I hadn't read a current Spider-man title in decades, but with Wells and Romita Jr. together, I couldn't resist. This trade was fun to read and a good relaunch point. I am looking forward to continuing the series.
2022 marks the 60th anniversary of Spider-Man and this year started off really well with the continuation and eventual conclusion of the Beyond storyline, which changed the status quo in an exciting new direction. Amongst the multiple writers involved in that run was Zeb Wells, who has written Spider-Man on-and-off over the years, and now collaborating with artist John Romita Jr, someone has also tackled the character on-and-off, it seems everyone’s favourite wall-crawler is going down a darker path.

▸ **EXPLORE THE MATERIAL**
- 1) Answer these questions from the Spider-Man review.
(a) Which two creators made the reviewer unable to resist the title?
(b) What anniversary does 2022 mark?
(c) Which storyline continued and eventually concluded early in the year?
- 2) Revise the Spider-Man review, everything from "I hadn't read" down to "a darker path.", replacing "trade" with "collection".
The records have no connection to the text.

▸ **RECORDED DATA**

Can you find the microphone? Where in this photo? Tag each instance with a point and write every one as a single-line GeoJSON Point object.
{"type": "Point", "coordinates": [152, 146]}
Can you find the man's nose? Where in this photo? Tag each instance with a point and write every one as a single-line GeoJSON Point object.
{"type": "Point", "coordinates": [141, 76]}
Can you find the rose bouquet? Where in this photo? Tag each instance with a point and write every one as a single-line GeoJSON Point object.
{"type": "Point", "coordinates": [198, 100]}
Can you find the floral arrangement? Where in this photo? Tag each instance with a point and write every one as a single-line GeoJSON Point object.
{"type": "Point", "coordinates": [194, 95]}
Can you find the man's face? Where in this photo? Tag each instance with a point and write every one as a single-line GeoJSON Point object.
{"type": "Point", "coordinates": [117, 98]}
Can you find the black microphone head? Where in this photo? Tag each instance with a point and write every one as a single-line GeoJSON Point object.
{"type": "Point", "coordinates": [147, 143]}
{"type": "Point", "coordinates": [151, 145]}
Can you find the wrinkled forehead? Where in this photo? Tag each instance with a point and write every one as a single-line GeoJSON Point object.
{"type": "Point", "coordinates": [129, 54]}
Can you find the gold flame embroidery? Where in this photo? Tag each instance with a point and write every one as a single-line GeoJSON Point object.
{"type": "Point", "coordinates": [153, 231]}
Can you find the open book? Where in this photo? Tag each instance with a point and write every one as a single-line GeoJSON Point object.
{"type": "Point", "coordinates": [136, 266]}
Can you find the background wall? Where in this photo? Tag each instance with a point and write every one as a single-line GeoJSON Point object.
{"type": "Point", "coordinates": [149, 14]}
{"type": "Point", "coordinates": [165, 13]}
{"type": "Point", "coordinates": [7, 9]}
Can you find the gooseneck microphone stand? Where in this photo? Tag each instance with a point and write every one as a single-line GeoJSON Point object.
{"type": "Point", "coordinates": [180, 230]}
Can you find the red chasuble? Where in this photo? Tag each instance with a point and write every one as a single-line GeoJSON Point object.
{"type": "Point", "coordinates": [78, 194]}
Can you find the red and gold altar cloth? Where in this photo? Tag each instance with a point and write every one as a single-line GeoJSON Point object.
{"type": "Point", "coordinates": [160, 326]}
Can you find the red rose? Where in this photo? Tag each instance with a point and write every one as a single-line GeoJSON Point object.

* * *

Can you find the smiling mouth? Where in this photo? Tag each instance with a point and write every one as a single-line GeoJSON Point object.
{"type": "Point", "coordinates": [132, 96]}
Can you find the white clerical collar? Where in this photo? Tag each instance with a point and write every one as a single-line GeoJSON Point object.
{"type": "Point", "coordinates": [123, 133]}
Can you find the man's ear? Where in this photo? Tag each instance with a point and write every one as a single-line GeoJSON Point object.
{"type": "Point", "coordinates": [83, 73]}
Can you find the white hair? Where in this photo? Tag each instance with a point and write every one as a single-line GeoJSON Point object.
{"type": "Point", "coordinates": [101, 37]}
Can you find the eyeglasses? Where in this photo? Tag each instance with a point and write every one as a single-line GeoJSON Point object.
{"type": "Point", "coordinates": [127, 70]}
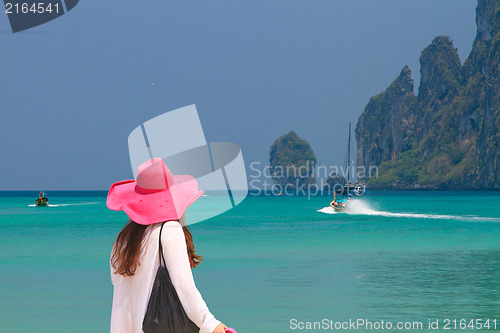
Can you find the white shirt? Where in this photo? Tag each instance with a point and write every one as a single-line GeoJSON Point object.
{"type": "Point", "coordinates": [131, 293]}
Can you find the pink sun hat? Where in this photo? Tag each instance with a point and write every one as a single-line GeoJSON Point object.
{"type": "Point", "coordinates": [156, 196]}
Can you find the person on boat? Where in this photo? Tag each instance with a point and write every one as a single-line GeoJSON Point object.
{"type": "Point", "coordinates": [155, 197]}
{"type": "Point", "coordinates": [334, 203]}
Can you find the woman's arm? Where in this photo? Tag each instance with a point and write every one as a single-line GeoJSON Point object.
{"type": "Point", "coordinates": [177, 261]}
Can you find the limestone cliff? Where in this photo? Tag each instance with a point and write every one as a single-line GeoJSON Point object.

--

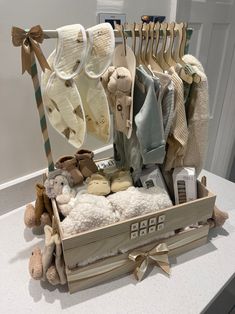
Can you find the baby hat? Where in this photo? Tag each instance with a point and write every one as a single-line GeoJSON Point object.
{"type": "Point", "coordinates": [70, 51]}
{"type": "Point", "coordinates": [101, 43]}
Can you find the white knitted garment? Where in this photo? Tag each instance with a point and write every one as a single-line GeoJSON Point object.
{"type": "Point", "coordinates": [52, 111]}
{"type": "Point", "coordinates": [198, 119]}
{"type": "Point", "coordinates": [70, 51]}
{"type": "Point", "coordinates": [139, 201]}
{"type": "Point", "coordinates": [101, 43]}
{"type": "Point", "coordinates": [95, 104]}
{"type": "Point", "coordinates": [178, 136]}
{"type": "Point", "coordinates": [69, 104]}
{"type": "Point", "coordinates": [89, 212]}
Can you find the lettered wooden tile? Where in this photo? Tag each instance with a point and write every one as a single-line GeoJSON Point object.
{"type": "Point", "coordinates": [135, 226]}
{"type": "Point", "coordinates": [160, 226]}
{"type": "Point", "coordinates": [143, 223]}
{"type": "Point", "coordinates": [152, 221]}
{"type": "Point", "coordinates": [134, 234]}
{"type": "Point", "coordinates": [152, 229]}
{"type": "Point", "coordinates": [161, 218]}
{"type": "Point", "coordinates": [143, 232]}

▸ **SOLUTION LIST**
- 1)
(a) Wells and Romita Jr.
(b) The 60th anniversary of Spider-Man.
(c) The Beyond storyline.

- 2)
I hadn't read a current Spider-man title in decades, but with Wells and Romita Jr. together, I couldn't resist. This collection was fun to read and a good relaunch point. I am looking forward to continuing the series.
2022 marks the 60th anniversary of Spider-Man and this year started off really well with the continuation and eventual conclusion of the Beyond storyline, which changed the status quo in an exciting new direction. Amongst the multiple writers involved in that run was Zeb Wells, who has written Spider-Man on-and-off over the years, and now collaborating with artist John Romita Jr, someone has also tackled the character on-and-off, it seems everyone’s favourite wall-crawler is going down a darker path.